Write out each of the rows below word for word, keeping every line as it appears.

- - -

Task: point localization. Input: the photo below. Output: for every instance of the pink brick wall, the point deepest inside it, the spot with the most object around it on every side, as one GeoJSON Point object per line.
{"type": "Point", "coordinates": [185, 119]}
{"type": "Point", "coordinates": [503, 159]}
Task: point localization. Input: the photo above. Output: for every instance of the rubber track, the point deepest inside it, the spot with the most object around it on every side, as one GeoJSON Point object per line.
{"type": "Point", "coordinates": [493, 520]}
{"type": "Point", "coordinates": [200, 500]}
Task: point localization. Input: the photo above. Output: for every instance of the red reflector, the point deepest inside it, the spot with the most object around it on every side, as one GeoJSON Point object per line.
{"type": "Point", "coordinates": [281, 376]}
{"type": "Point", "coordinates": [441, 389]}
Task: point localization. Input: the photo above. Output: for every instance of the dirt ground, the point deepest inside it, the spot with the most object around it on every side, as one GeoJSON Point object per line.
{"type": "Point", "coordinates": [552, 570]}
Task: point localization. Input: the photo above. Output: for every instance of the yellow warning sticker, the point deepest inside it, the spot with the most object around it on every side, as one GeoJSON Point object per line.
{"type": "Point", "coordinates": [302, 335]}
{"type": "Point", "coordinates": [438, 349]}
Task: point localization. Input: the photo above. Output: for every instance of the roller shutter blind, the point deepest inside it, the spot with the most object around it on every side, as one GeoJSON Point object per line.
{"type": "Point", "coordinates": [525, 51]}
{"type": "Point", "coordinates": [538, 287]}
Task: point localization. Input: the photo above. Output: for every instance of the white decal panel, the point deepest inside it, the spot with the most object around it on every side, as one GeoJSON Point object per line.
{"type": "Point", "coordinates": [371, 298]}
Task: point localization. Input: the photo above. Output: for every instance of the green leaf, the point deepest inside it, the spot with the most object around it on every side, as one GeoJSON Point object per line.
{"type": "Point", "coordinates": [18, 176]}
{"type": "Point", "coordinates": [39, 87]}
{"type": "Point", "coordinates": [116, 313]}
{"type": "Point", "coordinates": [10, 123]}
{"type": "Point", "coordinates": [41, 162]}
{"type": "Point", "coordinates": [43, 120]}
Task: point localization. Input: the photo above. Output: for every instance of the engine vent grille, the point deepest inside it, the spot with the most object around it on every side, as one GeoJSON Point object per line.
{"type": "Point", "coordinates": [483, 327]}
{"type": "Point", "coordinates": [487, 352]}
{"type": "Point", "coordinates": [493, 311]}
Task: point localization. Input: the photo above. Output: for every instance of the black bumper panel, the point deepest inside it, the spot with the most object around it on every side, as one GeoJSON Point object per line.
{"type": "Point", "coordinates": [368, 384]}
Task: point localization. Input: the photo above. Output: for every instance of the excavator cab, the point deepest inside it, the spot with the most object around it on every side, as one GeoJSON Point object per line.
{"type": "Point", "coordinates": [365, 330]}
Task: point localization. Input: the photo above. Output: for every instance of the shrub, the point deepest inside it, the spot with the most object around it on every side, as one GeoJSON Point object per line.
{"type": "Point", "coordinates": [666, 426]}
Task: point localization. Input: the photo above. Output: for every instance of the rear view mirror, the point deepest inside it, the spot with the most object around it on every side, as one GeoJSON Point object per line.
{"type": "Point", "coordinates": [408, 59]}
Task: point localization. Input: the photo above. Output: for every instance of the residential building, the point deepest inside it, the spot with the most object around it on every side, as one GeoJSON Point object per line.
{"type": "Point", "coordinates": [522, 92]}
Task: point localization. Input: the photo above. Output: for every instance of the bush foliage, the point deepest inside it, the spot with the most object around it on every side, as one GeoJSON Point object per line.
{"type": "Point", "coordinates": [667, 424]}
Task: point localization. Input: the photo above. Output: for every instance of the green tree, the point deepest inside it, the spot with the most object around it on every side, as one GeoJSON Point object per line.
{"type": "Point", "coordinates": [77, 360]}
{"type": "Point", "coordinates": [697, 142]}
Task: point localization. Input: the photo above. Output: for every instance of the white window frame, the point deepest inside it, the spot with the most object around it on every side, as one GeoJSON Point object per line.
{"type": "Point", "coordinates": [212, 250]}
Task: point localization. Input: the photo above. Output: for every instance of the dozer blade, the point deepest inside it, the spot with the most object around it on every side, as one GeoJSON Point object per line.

- - -

Exercise solution:
Task: point localization. Input: the photo below. Output: for every instance of the pink brick wall, the point deepest inside it, the spot with the most object around it on every side, as one GeoJSON Point object per line.
{"type": "Point", "coordinates": [185, 119]}
{"type": "Point", "coordinates": [503, 159]}
Task: point localization. Input: the photo above. Output: for every instance of the rubber track, the point deepest inside it, the spot with the most object around it on every side, as one GeoJSON Point object per line.
{"type": "Point", "coordinates": [493, 520]}
{"type": "Point", "coordinates": [200, 500]}
Task: point localization. Input: the photo above. Output: for every instance of the red reflector, the point deepest inside it, the spot with the most object around it on every side, as one GeoJSON Point object per line.
{"type": "Point", "coordinates": [281, 376]}
{"type": "Point", "coordinates": [441, 389]}
Task: point localization. Input: the photo above. Output: for every instance of the dirt ground, the point deepest inside it, the spot with the most object around it on every side, as one GeoJSON Point object per line.
{"type": "Point", "coordinates": [552, 570]}
Task: point localization. Input: the photo above. Output: for every instance of the yellow warning sticker, the point deepest inside it, the spot with the most object around it on every side, as one GeoJSON Point object per line.
{"type": "Point", "coordinates": [302, 335]}
{"type": "Point", "coordinates": [438, 349]}
Task: point localization. Input: the photo above. Output: for every instance of the roller shutter blind, the point deepest inside it, the spot with the most object around it on every side, as one GeoJSON Point object per line.
{"type": "Point", "coordinates": [525, 51]}
{"type": "Point", "coordinates": [538, 287]}
Task: point localization. Input: the photo above. Output: for every instance of the white decal panel, the point deepest inside it, the spot with the most object around it on every side, as one GeoJSON Point object per line.
{"type": "Point", "coordinates": [371, 298]}
Task: point localization. Input: the photo above. Output: for every instance of the green leaf, the point deepest inside it, the spot with the most object around it on every side, as one GeoJSON Point object per line.
{"type": "Point", "coordinates": [18, 176]}
{"type": "Point", "coordinates": [39, 87]}
{"type": "Point", "coordinates": [116, 313]}
{"type": "Point", "coordinates": [10, 123]}
{"type": "Point", "coordinates": [41, 162]}
{"type": "Point", "coordinates": [43, 120]}
Task: point localization. Input: the photo above. Output: for every instance of the engine vent grille, the point deepest inside it, the spot with the most object around it on every side, as one GeoJSON Point object per line.
{"type": "Point", "coordinates": [483, 327]}
{"type": "Point", "coordinates": [487, 352]}
{"type": "Point", "coordinates": [493, 311]}
Task: point localization. Input: the photo above. Output: for every instance of the black bumper panel, the point deepest inside it, the spot with the most object around it on every side, as one GeoJSON Point object per line.
{"type": "Point", "coordinates": [368, 384]}
Task: point localization. Input: the photo above. Output: for every instance of the excavator cab, the point deepest inside it, the spot with the most object around it on every side, as one GeoJSON Point object per line.
{"type": "Point", "coordinates": [365, 330]}
Task: point localization. Input: the photo above. Output: for every instance of the shrub, the point deepest inside it, the spot with the most object around it on every side, as one GeoJSON Point object per line.
{"type": "Point", "coordinates": [666, 426]}
Task: point localization. Input: the photo above. Output: for every instance of the rear view mirror, the point deepest inside it, the spot with the most object around it on every side, as one GeoJSON Point object per line.
{"type": "Point", "coordinates": [408, 59]}
Task: point localization. Input: the photo above. Output: for every instance of the residential building, the point deepest inside it, the spot with the most object around it on every side, as one GeoJSON Point object per line.
{"type": "Point", "coordinates": [522, 92]}
Task: point localization. Input: the photo above. Output: for every instance of the bush foliage, the point deepest inside it, the spot with the most object around it on every side, as one GeoJSON Point object per line.
{"type": "Point", "coordinates": [667, 424]}
Task: point localization. Input: the photo above. Output: for every instance of the green tree, the point deepest inside it, the spot with the most object around it on every side, as one GeoJSON Point object per line.
{"type": "Point", "coordinates": [77, 360]}
{"type": "Point", "coordinates": [697, 142]}
Task: point localization. Input: the photo above. Output: for every instance of the white window frame, the point deepest inside it, the spot with the most object around it on every side, as one GeoJSON Point object per line.
{"type": "Point", "coordinates": [212, 250]}
Task: point localization. Input: the photo above. Output: for every instance of the dozer blade, the point deepest inside it, the spot with the most object around it on every side, as one GeoJSON Point object per line.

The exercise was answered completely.